» What is being asked: Rewrite every line of the records below as a numbered list, skipping blank lines and leaving the pictures out of your answer.

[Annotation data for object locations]
====================

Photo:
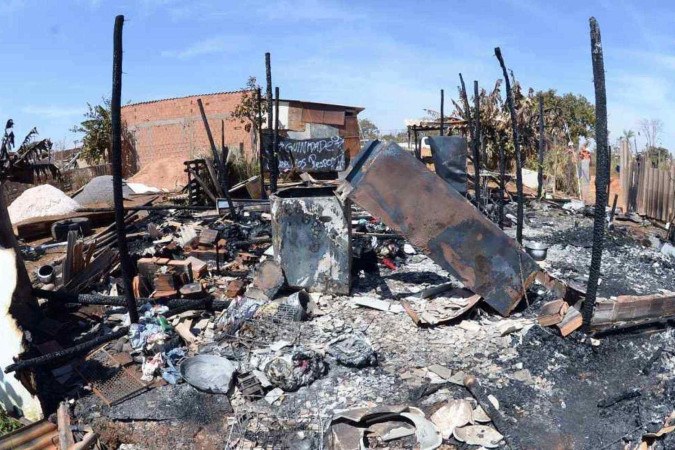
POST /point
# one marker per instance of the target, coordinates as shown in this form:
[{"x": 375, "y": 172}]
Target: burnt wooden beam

====================

» Worked answer:
1. Photo:
2. POST /point
3. # one marker per instance of the target, coordinates as shown in this form:
4. [{"x": 375, "y": 172}]
5. Target: burnt wooden beam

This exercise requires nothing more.